_The problem_
Show every line in the entries below where the word "lawn" appears.

══════════════════════════════

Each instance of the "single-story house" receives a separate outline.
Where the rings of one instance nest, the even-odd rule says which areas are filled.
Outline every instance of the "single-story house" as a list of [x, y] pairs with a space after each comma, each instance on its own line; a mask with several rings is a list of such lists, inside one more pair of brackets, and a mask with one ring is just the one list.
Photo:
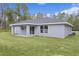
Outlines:
[[72, 34], [73, 25], [64, 21], [52, 18], [40, 18], [26, 21], [20, 21], [11, 24], [11, 33], [17, 36], [48, 36], [56, 38], [65, 38]]

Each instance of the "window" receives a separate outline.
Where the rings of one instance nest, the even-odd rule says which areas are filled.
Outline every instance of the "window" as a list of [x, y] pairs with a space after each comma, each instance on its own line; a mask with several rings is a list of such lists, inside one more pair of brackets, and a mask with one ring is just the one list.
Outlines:
[[40, 26], [40, 32], [41, 33], [48, 33], [48, 26], [47, 25]]
[[45, 26], [45, 33], [48, 33], [48, 26]]
[[26, 26], [21, 26], [21, 30], [25, 30], [26, 29]]
[[40, 27], [41, 33], [43, 33], [43, 26]]

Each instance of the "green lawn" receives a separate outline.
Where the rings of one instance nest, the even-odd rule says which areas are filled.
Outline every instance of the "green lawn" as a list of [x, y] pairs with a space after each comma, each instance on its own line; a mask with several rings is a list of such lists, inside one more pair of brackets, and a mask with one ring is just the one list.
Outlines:
[[0, 33], [0, 55], [61, 56], [79, 55], [79, 32], [65, 39], [49, 37], [16, 37]]

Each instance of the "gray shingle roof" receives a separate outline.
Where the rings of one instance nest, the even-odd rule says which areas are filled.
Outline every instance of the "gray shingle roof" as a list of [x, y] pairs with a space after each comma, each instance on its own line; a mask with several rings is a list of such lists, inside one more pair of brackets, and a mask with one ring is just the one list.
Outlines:
[[12, 26], [12, 25], [24, 25], [24, 24], [30, 24], [30, 25], [66, 24], [69, 26], [73, 26], [72, 24], [66, 22], [64, 19], [55, 19], [55, 18], [48, 18], [48, 17], [20, 21], [20, 22], [14, 23], [14, 24], [10, 24], [10, 26]]
[[20, 21], [20, 22], [17, 22], [17, 23], [55, 23], [55, 22], [65, 22], [64, 20], [59, 20], [59, 19], [53, 19], [53, 18], [48, 18], [48, 17], [45, 17], [45, 18], [40, 18], [40, 19], [31, 19], [31, 20], [26, 20], [26, 21]]

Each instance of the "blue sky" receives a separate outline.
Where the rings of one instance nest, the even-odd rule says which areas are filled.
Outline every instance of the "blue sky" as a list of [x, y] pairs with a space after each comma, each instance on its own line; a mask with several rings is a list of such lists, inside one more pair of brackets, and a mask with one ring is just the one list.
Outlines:
[[[16, 8], [16, 4], [9, 4], [9, 5], [11, 8]], [[78, 4], [74, 4], [74, 3], [27, 3], [26, 5], [31, 14], [35, 14], [38, 12], [41, 12], [44, 14], [54, 14], [56, 12], [60, 12], [65, 9], [69, 9]]]

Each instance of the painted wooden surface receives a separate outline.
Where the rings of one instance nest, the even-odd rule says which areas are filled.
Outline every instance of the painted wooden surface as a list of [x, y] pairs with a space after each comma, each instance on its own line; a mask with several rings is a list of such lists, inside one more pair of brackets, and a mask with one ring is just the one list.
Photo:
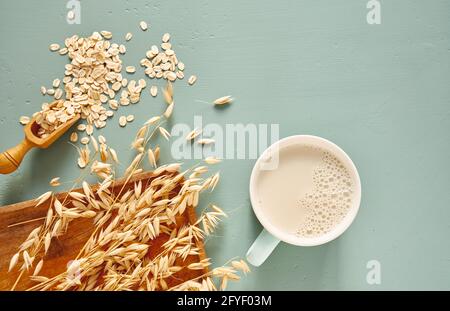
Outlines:
[[[66, 2], [0, 3], [2, 148], [23, 138], [20, 116], [49, 101], [40, 86], [63, 75], [66, 59], [49, 44], [103, 29], [124, 42], [132, 32], [123, 60], [140, 69], [144, 51], [169, 32], [186, 75], [198, 76], [194, 87], [175, 83], [173, 124], [192, 127], [202, 116], [204, 125], [278, 124], [280, 137], [322, 136], [350, 155], [362, 180], [360, 212], [341, 238], [313, 248], [280, 244], [231, 289], [450, 289], [449, 1], [381, 1], [380, 25], [366, 22], [364, 0], [82, 0], [79, 25], [67, 24]], [[139, 126], [164, 109], [161, 97], [144, 92], [98, 132], [123, 163]], [[236, 100], [227, 109], [201, 102], [229, 94]], [[118, 116], [131, 113], [136, 120], [120, 128]], [[0, 176], [0, 205], [36, 197], [52, 177], [75, 179], [67, 141], [31, 151], [17, 172]], [[158, 143], [170, 162], [170, 146]], [[201, 202], [229, 214], [206, 243], [217, 264], [244, 256], [261, 230], [248, 195], [254, 162], [216, 166], [221, 183]], [[381, 264], [379, 285], [366, 281], [371, 260]]]

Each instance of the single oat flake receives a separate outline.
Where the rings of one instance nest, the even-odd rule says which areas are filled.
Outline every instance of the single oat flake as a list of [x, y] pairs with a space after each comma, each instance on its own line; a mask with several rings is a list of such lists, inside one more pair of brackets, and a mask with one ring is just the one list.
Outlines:
[[52, 186], [52, 187], [60, 186], [61, 182], [59, 181], [59, 179], [60, 179], [59, 177], [55, 177], [52, 180], [50, 180], [50, 182], [49, 182], [50, 186]]
[[59, 44], [57, 44], [57, 43], [52, 43], [52, 44], [50, 44], [49, 49], [50, 49], [50, 51], [52, 51], [52, 52], [56, 52], [56, 51], [59, 50]]
[[188, 79], [189, 85], [193, 85], [195, 83], [195, 81], [197, 81], [197, 76], [194, 76], [194, 75], [190, 76]]
[[147, 23], [144, 22], [144, 21], [141, 21], [141, 22], [139, 23], [139, 26], [141, 27], [141, 29], [142, 29], [143, 31], [146, 31], [146, 30], [148, 29], [148, 25], [147, 25]]
[[121, 116], [119, 118], [119, 125], [121, 127], [124, 127], [125, 125], [127, 125], [127, 117], [126, 116]]
[[22, 125], [27, 125], [28, 123], [30, 123], [30, 117], [27, 117], [27, 116], [21, 116], [21, 117], [19, 118], [19, 122], [20, 122], [20, 124], [22, 124]]
[[163, 36], [162, 36], [162, 42], [169, 42], [169, 40], [170, 40], [170, 34], [169, 33], [165, 33]]
[[214, 103], [214, 105], [226, 105], [226, 104], [231, 103], [232, 101], [233, 101], [233, 98], [230, 95], [228, 95], [228, 96], [223, 96], [223, 97], [216, 99], [213, 103]]
[[73, 132], [72, 134], [70, 134], [70, 141], [73, 143], [76, 143], [78, 141], [78, 134], [77, 132]]
[[152, 87], [150, 88], [150, 94], [153, 97], [156, 97], [156, 95], [158, 95], [158, 87], [156, 85], [152, 85]]
[[128, 73], [135, 73], [135, 72], [136, 72], [136, 67], [134, 67], [134, 66], [127, 66], [127, 67], [125, 68], [125, 70], [126, 70]]

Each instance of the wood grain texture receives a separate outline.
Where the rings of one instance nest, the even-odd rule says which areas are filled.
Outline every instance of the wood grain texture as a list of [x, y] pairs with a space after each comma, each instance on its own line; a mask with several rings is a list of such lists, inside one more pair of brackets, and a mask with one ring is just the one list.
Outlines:
[[[131, 178], [127, 184], [124, 184], [123, 180], [118, 181], [112, 191], [119, 193], [122, 189], [122, 193], [124, 193], [133, 187], [134, 182], [139, 180], [142, 181], [142, 185], [145, 187], [153, 178], [155, 178], [155, 175], [152, 172], [140, 173]], [[94, 186], [93, 189], [95, 190], [95, 188]], [[81, 189], [75, 189], [74, 191], [82, 192]], [[67, 193], [65, 192], [59, 193], [56, 196], [62, 201], [66, 195]], [[20, 272], [18, 267], [20, 267], [20, 264], [11, 272], [8, 272], [9, 261], [18, 251], [19, 245], [28, 237], [29, 233], [43, 223], [42, 218], [47, 213], [49, 202], [50, 200], [35, 207], [36, 201], [30, 200], [0, 208], [0, 241], [2, 241], [0, 243], [0, 290], [10, 290], [19, 276]], [[192, 224], [196, 219], [194, 208], [189, 207], [182, 215], [176, 217], [176, 226], [179, 228], [188, 223]], [[66, 234], [53, 238], [48, 253], [44, 257], [44, 266], [40, 275], [52, 277], [64, 272], [67, 269], [67, 264], [77, 256], [93, 230], [92, 219], [78, 218], [73, 220]], [[159, 253], [161, 245], [168, 239], [168, 235], [161, 234], [152, 240], [148, 256], [150, 258], [155, 257]], [[197, 246], [201, 250], [200, 255], [189, 256], [184, 264], [189, 264], [206, 257], [203, 242], [199, 241]], [[37, 261], [39, 260], [40, 258]], [[167, 284], [169, 287], [174, 286], [184, 280], [199, 276], [206, 271], [206, 269], [197, 271], [181, 270], [173, 278], [168, 279]], [[31, 273], [32, 271], [29, 272], [29, 274]], [[34, 285], [28, 278], [29, 274], [21, 278], [16, 290], [25, 290]]]
[[14, 172], [22, 163], [26, 153], [33, 147], [33, 143], [24, 138], [17, 146], [0, 153], [0, 174]]
[[[57, 105], [62, 106], [63, 100], [53, 101], [49, 107]], [[9, 148], [8, 150], [0, 153], [0, 174], [10, 174], [17, 170], [23, 158], [33, 147], [48, 148], [59, 137], [61, 137], [69, 128], [72, 127], [79, 119], [80, 115], [75, 115], [72, 119], [69, 119], [66, 123], [58, 126], [50, 135], [46, 138], [41, 138], [37, 135], [40, 128], [36, 122], [37, 116], [33, 117], [30, 122], [25, 125], [23, 131], [25, 138], [18, 145]]]

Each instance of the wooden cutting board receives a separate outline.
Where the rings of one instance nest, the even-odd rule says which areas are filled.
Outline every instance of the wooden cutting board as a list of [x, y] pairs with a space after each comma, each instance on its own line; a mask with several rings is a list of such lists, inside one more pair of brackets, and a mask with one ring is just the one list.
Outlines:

══════════════════════════════

_Solution to the problem_
Each instance of the "green lawn" receives a separate outline.
Outline every instance of the "green lawn" as a list of [x, y] pairs with a space after each comma, each instance on its own line; a mask with several rings is a list of such lists, inside one more pair of brackets, and a mask with one ring is just the one list.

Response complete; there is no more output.